Data entries
------------------------------------------------

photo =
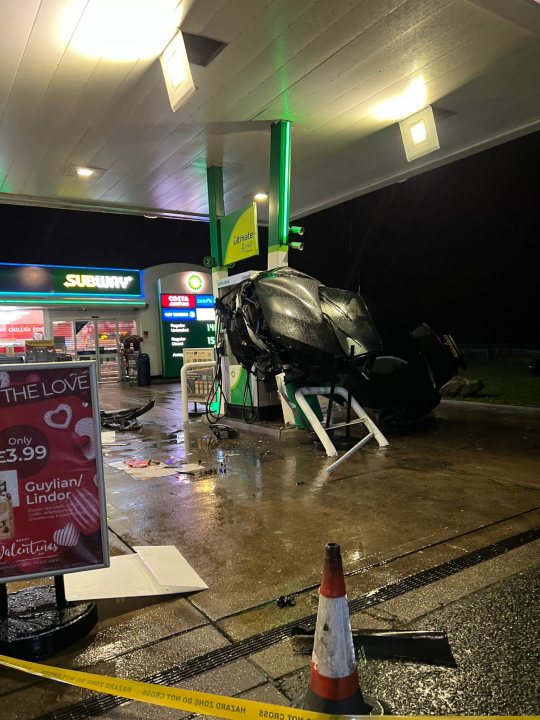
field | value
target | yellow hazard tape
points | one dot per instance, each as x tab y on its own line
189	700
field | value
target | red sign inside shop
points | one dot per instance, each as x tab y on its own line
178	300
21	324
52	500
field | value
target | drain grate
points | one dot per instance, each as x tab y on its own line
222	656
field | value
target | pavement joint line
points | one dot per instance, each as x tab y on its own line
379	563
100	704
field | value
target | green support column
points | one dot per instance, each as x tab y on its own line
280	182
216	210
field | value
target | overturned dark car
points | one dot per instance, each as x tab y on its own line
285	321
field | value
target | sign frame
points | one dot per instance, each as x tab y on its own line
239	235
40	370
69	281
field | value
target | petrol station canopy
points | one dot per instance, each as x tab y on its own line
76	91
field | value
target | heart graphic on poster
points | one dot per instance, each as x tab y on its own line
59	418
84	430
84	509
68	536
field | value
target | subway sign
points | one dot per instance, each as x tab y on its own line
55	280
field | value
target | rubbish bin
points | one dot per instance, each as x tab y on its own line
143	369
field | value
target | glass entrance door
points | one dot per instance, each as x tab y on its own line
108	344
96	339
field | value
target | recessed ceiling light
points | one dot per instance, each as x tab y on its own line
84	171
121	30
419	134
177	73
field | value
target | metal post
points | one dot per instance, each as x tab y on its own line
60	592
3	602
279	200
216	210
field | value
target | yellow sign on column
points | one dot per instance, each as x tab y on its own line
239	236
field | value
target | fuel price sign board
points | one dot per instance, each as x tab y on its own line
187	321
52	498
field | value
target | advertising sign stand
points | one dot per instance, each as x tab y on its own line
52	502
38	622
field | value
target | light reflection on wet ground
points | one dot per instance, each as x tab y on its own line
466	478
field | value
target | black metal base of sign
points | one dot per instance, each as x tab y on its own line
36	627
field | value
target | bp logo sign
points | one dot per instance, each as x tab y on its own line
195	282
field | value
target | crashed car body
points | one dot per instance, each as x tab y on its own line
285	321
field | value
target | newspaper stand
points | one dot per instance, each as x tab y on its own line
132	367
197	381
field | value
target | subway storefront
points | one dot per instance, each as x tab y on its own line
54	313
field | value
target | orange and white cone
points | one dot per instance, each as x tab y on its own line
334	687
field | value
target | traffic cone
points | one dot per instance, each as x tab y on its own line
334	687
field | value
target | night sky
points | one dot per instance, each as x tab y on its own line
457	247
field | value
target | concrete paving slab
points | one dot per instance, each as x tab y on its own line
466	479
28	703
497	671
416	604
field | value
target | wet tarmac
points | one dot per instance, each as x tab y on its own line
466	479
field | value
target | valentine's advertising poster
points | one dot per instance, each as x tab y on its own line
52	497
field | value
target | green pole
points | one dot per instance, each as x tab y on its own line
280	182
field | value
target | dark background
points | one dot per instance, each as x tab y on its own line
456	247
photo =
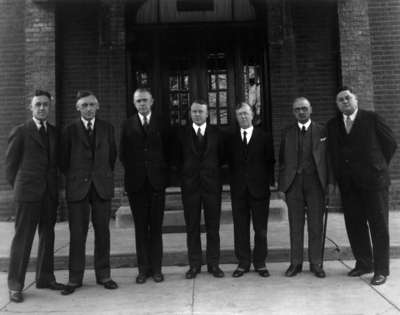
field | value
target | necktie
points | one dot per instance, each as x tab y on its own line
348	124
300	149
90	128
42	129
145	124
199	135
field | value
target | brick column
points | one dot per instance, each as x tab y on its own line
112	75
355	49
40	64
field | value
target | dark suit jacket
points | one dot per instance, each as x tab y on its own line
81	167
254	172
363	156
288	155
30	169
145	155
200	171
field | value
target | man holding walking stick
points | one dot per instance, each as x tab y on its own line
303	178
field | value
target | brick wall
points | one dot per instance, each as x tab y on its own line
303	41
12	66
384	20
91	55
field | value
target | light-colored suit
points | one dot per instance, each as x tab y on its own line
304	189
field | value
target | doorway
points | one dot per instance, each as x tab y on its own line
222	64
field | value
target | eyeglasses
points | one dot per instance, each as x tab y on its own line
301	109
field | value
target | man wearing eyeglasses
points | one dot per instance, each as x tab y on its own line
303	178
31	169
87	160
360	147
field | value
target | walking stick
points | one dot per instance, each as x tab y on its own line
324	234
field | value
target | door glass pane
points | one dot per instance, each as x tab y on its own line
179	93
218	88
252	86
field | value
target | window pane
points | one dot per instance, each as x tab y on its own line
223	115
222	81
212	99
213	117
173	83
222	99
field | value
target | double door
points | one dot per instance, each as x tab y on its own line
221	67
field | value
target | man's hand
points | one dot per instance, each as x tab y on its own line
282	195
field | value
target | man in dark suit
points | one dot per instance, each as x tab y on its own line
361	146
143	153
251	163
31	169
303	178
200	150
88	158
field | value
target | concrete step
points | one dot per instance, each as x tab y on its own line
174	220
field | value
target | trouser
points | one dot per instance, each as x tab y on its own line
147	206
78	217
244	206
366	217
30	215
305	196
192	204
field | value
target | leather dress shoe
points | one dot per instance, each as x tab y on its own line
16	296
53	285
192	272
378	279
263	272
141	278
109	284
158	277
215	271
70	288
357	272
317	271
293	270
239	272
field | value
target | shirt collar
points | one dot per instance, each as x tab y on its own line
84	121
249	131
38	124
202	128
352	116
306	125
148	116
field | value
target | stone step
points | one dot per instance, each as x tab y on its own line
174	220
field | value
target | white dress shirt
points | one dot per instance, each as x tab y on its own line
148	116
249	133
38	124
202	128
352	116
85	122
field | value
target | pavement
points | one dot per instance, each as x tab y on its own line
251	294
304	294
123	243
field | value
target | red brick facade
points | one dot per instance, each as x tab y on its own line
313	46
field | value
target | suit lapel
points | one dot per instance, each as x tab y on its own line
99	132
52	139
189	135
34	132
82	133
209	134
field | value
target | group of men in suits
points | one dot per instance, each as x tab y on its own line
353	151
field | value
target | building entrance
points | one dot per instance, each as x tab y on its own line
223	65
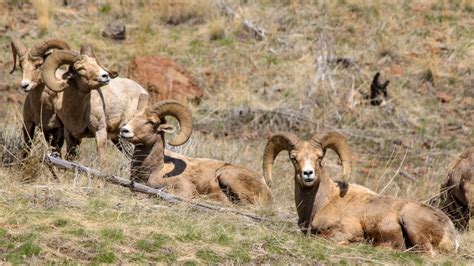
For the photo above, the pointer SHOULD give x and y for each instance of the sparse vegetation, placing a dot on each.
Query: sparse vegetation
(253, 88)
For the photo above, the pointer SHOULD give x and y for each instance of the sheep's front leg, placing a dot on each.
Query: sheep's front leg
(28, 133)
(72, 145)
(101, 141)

------------------------------------------------

= What you will do =
Rewrite every line from the one containing "vegetation, placing a dot on each." through the end of the data entries, inclusive, and adjust each x and y coordinate in the points by adding -35.

= Solved exercise =
For the photo above, the pointer SHOULD give x and y for each instance of the sparse vegetation, placing a dot on each.
Query: sparse vegetation
(218, 53)
For the photo above, the pointer SHOULD give x and y for each instance of the sheep's front leg, placing a dot on each.
Query: sheep's front leg
(-7, 98)
(37, 110)
(66, 106)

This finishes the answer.